*ASSIGNMENT:*
All lines from the one containing "Where can the railing post" down to the one containing "Where can the balcony", both ends included, are to be given again exactly; omit the rest of the listing below.

Start of Block

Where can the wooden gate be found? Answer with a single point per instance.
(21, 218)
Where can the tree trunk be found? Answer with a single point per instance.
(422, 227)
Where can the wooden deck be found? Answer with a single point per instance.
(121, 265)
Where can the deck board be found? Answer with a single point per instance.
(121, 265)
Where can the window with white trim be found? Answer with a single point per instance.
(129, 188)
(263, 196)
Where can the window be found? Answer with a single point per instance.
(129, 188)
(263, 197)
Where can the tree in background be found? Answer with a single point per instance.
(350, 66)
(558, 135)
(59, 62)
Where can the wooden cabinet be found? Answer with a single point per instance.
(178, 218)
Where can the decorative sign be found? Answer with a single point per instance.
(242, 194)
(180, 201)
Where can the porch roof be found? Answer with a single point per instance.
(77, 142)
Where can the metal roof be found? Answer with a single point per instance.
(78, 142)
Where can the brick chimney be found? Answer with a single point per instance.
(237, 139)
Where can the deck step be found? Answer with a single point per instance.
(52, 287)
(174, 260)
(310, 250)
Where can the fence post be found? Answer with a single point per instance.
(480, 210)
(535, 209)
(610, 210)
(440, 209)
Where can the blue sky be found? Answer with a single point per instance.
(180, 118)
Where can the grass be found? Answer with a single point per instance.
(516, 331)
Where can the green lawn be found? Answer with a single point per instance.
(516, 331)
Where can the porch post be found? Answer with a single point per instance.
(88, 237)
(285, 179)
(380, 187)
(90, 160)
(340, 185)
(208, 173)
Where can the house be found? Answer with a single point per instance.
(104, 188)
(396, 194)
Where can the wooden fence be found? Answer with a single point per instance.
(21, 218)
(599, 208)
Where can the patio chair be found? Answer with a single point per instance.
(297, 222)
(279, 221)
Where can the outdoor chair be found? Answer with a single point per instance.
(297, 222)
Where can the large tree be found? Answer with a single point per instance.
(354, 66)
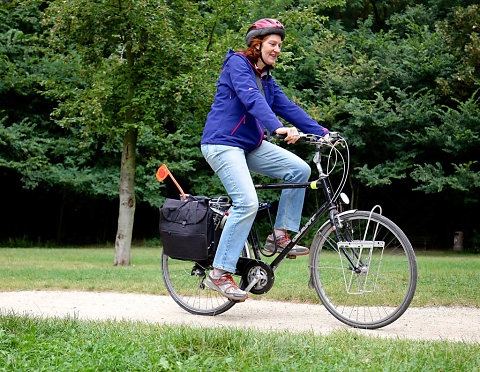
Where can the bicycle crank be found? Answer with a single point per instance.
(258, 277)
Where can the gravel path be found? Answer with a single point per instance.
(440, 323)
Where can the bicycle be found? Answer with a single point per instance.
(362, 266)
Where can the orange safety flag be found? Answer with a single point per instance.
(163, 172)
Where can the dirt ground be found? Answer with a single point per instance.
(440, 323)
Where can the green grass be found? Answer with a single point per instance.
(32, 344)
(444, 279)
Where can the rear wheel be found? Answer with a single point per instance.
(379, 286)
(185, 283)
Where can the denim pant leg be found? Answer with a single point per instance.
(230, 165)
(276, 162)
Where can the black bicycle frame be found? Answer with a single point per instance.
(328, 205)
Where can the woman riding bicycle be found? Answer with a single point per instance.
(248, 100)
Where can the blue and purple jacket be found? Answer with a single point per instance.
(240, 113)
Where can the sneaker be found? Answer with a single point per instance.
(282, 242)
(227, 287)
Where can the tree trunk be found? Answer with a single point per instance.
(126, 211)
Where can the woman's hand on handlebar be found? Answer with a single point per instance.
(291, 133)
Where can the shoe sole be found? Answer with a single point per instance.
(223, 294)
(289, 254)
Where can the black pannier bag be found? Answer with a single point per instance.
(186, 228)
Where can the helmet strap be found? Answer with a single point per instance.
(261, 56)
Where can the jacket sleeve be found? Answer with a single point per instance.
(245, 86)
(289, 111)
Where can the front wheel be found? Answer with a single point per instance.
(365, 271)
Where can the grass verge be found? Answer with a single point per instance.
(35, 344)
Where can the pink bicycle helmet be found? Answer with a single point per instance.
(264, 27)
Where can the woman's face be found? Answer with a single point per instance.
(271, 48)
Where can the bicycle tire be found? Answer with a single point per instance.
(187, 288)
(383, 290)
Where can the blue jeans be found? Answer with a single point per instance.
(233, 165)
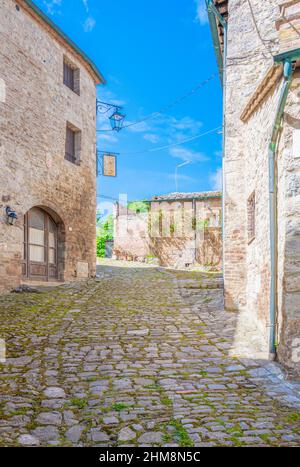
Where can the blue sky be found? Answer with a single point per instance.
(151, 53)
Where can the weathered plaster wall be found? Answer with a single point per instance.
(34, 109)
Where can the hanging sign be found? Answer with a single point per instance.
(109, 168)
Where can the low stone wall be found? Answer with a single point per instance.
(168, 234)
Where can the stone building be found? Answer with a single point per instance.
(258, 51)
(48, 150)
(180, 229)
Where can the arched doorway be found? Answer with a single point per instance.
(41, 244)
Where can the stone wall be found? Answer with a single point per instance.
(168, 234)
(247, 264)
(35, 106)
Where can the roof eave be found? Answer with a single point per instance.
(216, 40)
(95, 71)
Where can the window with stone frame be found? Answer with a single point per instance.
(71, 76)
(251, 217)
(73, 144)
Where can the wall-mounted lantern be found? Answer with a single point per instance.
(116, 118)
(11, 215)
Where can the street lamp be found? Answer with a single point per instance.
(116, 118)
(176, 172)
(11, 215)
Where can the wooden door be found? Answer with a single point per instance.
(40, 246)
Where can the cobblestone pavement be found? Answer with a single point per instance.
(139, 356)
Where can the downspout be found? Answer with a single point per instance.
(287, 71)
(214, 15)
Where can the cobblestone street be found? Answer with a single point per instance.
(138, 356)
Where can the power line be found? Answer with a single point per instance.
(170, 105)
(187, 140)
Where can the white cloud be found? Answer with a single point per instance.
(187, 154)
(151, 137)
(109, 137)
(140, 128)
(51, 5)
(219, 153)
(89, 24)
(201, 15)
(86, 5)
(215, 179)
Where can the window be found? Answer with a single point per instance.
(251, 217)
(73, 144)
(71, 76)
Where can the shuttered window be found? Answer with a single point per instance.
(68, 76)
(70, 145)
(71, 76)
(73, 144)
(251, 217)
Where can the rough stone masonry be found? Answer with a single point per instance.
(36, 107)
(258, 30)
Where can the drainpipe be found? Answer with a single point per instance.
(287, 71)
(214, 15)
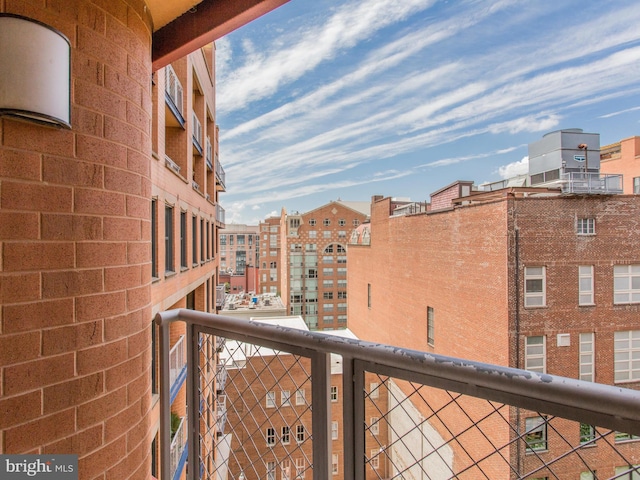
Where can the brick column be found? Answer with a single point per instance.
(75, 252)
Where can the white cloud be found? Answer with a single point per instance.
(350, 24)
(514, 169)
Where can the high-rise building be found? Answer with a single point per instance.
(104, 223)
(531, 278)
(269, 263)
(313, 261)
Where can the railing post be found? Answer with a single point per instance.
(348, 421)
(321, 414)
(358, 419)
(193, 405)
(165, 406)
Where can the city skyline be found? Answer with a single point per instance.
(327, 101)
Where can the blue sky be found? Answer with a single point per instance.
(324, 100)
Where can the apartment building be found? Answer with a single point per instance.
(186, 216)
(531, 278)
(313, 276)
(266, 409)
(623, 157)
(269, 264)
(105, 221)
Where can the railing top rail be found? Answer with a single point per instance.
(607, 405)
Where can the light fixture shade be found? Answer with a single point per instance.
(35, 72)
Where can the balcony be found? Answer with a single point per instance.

End of Block
Start of Block

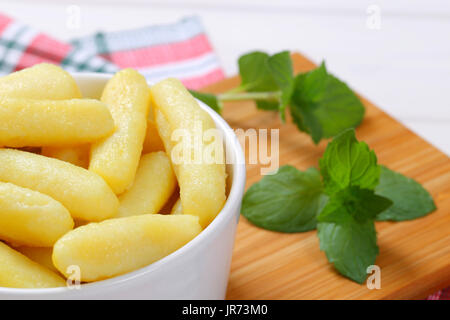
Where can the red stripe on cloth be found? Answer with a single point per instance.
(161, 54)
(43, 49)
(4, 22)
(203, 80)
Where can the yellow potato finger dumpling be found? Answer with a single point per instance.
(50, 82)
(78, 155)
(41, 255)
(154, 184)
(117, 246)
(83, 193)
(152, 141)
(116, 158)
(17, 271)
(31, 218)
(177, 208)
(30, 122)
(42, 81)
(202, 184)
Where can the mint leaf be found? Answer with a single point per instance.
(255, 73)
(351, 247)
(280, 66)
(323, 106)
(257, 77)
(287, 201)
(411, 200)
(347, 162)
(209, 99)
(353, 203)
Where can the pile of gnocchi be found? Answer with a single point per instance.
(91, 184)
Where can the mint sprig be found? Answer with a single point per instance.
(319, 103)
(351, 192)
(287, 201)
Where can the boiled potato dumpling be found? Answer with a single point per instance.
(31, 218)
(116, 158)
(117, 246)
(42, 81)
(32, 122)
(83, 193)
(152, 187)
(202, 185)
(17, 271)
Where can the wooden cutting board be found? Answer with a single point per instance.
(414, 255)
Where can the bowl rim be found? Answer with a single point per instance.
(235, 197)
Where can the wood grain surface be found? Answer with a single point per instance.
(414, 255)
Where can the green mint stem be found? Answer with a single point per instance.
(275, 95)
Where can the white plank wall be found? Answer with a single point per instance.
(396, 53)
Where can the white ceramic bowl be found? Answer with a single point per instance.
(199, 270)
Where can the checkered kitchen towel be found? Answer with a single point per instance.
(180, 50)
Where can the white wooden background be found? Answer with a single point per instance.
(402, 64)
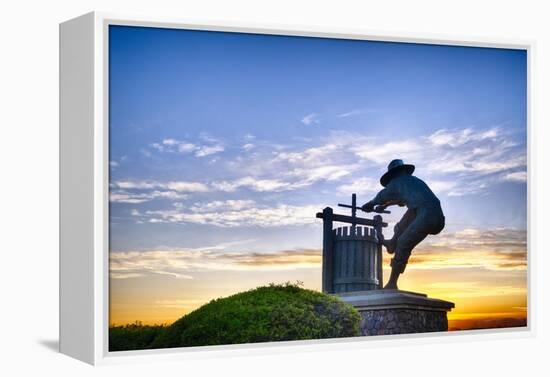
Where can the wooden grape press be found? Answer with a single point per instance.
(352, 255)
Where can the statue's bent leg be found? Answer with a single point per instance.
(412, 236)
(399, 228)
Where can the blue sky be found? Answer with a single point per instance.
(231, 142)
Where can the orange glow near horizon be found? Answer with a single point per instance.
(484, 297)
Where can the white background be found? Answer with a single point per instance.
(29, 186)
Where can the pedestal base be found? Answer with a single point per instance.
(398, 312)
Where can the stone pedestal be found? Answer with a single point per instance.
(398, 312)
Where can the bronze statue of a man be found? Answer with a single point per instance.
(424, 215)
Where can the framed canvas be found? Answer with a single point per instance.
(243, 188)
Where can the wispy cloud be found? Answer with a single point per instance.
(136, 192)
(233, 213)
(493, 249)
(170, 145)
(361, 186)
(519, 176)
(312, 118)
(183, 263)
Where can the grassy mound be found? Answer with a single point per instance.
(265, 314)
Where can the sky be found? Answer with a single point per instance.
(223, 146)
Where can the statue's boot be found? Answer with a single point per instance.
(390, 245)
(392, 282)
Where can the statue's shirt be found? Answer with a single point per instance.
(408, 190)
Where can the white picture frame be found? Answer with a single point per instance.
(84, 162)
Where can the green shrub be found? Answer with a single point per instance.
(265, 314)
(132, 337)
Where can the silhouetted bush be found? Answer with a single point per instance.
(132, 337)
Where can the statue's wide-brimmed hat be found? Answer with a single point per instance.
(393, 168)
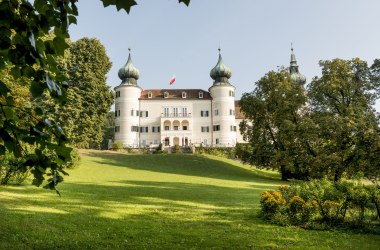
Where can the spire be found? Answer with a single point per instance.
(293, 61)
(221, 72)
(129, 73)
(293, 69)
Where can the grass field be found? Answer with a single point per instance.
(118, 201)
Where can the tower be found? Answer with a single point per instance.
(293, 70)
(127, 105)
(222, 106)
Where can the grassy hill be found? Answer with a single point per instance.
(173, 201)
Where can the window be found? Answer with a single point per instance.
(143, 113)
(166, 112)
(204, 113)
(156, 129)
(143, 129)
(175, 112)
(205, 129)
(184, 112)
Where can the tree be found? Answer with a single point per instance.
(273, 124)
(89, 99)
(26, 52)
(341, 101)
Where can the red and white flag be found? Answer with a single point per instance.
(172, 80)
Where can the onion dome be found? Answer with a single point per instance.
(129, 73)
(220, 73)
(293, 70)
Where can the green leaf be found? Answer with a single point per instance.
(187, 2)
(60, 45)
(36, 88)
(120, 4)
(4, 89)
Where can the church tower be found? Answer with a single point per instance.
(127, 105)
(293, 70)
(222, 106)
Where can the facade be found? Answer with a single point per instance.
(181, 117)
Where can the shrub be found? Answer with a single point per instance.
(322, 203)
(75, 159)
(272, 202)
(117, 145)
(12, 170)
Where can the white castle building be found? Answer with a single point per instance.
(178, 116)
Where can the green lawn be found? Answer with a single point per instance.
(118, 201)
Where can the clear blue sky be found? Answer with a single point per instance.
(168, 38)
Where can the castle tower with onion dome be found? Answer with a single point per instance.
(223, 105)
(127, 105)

End of Block

*RESULT:*
Where can the railing post be found? Answer with a single point per instance.
(348, 421)
(321, 414)
(358, 419)
(193, 405)
(165, 406)
Where can the city skyline be found? Answer with a single point per instance.
(327, 101)
Where can the blue sky be found? Answer with a single point per instance.
(324, 100)
Where can the apartment building be found? Answer with a single point per instance.
(186, 216)
(531, 278)
(313, 276)
(266, 409)
(623, 157)
(269, 264)
(105, 221)
Where can the railing top rail be found? Answer with a single point per instance.
(607, 405)
Where can the light fixture shade be found? Answer with a single point per instance.
(35, 72)
Where can the balcony be found? Answer with a single point per instance.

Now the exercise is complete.